INPUT RECORDS:
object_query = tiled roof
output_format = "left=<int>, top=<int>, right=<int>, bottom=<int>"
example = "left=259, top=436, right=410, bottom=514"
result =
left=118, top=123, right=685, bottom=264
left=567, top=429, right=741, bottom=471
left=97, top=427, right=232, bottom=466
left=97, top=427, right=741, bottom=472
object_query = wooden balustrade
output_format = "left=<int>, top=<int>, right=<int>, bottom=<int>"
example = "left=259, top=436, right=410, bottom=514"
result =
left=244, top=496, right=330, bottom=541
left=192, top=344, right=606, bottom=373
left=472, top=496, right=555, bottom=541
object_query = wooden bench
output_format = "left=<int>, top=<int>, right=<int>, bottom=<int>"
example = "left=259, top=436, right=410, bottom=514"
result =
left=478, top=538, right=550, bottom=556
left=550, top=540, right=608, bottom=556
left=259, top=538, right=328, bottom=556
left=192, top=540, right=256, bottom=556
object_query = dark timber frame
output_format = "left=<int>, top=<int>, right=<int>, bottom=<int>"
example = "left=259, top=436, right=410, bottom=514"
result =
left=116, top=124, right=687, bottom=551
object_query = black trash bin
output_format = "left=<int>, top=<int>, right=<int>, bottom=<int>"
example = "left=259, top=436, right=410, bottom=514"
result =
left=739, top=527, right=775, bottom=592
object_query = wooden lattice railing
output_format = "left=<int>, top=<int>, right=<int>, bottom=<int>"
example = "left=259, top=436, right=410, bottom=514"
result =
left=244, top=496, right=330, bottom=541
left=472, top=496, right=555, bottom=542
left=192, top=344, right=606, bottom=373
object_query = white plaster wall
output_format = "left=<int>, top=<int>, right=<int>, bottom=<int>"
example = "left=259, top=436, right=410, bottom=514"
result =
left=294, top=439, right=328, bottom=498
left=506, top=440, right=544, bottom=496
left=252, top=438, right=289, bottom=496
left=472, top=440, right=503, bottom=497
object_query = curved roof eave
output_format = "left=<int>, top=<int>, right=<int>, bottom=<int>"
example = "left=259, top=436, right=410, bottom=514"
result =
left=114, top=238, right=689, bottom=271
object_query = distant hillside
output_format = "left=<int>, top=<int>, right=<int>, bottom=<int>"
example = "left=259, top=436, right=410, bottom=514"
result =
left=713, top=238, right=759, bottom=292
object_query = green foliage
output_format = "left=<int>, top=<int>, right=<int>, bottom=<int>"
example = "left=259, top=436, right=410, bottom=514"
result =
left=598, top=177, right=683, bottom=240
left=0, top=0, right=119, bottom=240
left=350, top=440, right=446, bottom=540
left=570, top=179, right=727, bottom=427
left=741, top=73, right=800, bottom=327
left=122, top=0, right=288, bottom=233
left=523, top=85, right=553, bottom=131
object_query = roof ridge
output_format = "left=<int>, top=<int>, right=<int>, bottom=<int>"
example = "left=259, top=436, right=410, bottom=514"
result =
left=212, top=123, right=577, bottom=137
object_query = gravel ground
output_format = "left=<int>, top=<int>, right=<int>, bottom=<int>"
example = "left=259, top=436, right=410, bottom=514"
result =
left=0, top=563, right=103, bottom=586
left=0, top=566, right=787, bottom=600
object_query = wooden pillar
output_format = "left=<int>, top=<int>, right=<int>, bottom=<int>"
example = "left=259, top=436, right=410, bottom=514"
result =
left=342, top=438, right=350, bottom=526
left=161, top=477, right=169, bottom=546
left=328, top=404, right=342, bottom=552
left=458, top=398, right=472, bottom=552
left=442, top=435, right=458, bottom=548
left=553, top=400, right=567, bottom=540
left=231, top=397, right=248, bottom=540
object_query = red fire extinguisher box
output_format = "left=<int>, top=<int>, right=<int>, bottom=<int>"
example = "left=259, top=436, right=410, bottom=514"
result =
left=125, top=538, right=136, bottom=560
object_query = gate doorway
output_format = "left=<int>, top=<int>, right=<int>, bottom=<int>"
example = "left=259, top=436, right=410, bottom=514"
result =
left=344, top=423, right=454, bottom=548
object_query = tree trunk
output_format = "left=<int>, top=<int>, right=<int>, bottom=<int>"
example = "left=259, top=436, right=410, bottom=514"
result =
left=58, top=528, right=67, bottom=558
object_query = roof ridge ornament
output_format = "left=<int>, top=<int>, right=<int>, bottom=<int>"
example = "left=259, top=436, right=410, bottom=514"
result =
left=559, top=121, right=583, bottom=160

EXERCISE DIRECTIONS: Count the lines above that contain the string "roof", treating case as significant, and give only the number.

REPLY: 4